**STATED TASK**
Reproduce every one of the records below word for word, leaving out the pictures.

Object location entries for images
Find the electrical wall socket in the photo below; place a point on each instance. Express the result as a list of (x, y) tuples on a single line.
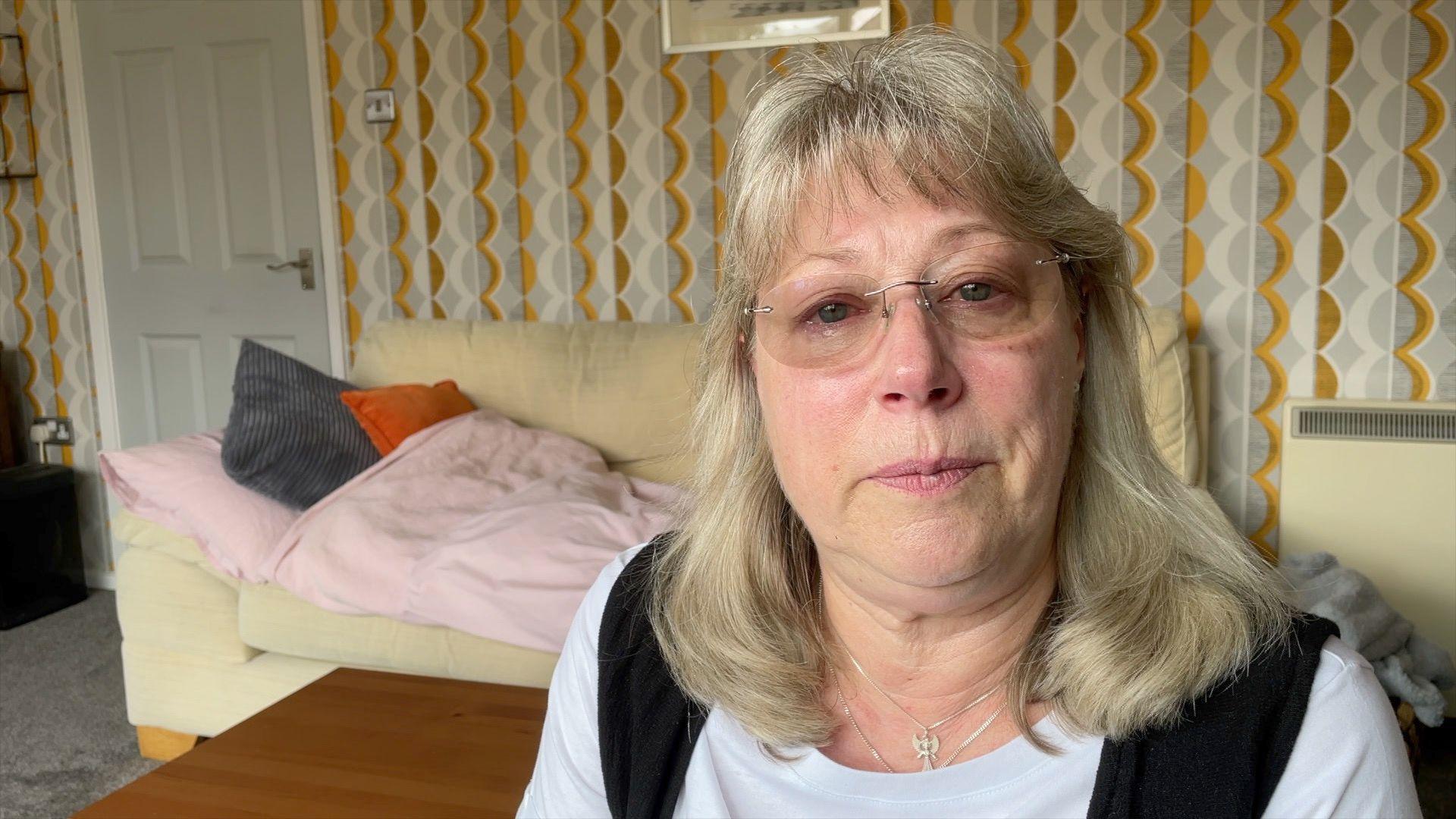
[(379, 105), (57, 428)]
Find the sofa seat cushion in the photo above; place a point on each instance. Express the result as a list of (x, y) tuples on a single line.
[(274, 620)]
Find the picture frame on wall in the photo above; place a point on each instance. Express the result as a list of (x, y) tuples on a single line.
[(715, 25)]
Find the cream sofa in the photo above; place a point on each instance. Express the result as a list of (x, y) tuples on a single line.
[(202, 651)]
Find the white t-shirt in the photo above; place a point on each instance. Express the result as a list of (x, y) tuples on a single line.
[(1347, 761)]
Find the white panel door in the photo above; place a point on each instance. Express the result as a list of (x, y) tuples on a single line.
[(200, 129)]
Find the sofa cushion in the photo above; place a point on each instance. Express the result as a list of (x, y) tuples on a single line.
[(274, 620), (619, 387), (391, 414), (625, 388), (289, 436)]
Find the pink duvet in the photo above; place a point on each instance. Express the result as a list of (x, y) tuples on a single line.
[(475, 523)]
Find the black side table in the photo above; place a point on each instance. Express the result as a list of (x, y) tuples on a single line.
[(39, 542)]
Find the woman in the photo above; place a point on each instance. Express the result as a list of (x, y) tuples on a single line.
[(934, 563)]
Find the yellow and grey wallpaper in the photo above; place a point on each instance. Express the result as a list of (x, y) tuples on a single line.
[(1283, 167), (42, 300)]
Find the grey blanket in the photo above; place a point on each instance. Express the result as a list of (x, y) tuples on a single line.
[(1407, 665)]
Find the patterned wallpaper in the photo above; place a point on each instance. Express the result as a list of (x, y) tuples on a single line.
[(42, 300), (1283, 167)]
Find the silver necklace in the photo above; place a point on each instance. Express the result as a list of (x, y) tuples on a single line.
[(927, 745), (874, 752)]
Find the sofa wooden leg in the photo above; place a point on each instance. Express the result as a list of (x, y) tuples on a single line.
[(162, 744)]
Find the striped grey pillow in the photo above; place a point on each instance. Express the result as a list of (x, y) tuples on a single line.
[(289, 435)]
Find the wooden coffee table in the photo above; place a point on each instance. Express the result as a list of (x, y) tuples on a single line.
[(356, 744)]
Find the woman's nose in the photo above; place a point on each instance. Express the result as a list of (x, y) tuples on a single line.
[(916, 366)]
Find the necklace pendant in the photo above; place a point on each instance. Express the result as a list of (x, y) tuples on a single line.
[(927, 745)]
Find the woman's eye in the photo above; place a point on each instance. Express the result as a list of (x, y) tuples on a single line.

**THE REPLY**
Find the electrical wall socket in the photo below; place a point on each instance. Express the result as a list of (x, y) tuples on a single line.
[(379, 105), (57, 428)]
Find the sofa seat cushion in the photo above; place a point on each instance. Express the result as a list of (x, y) tuples on a single line.
[(274, 620)]
Find the picture frame on wall in the photo above; place a point on each instance. Express the result as a list of (x, y) tuples on a single line.
[(715, 25)]
Find the cream sofa in the photo above; place a point on each instance. Express the result as a list of (x, y) tuples on a single line.
[(202, 651)]
Find the white t-shirt in the photo above; place a point on each instance. Express the result as a list of (x, y) tuples on a single line.
[(1347, 761)]
Find the white panel door in the photo above; place a point on each instance. Express the result as a list of (x, y) tuples on a single line.
[(200, 129)]
Find the sofa cushion in the photo above; place a point on each instance. Express the result as a list of (x, y) tuples on a single line.
[(274, 620), (619, 387), (391, 414), (625, 388), (289, 436)]
Find the pink duvet in the photo above; place a point on each instance. Express the result as a list of (x, y) tuples on a single line.
[(475, 523)]
Find the black side table in the photo above; place a point on each instance. Express the result as a list of (x, y) tuples on a single line.
[(39, 542)]
Find the woman in the photo above; place a point on each instance. Express the result as a list of (x, y) tuples on a single line.
[(934, 563)]
Find the yellow and grey wallpaper in the photo above; place a point on each instance. Express the result as a list of (x, y) tuples on a single line.
[(1283, 167), (42, 300)]
Find the grey blanket in the photo above; place a point on each instance. Express the result as a list of (x, y) tuples on a single line.
[(1407, 665)]
Find the patterned wallpaper in the photo above; place a point on each instance. Express the result as a list of (x, y) tuples on a single line.
[(42, 300), (1283, 167)]
Find the silver necklace in the photo above; place a point on each instance. Express the result as a list of (x, y) tuples on a single line.
[(927, 745), (874, 752)]
Find the sofa wooden leg in the photo above; place a point on each instance. Express the result as a list of (x, y) tuples on a single line.
[(162, 744)]
Find the striped grey pillow in the photo above; place a point on each instance. Express the result as a list of (x, y) tuples on a single line.
[(289, 435)]
Find the wooden coffee table in the photo above; place a point on each instance. Express the result as a list of (x, y) tuples on a single line.
[(356, 744)]
Find the woman's nose in the photo above; place a point on each instance. Express the result as a list of (x, y) tuples on a single line.
[(916, 366)]
Find the necklace pendant in the photo above; place a point on each instance. Express the result as a list of (x, y) tuples on a single line.
[(927, 745)]
Find the woman's eye in the photo above; place a point on each instance. Express the result as a list of (x, y) tuples on a single line.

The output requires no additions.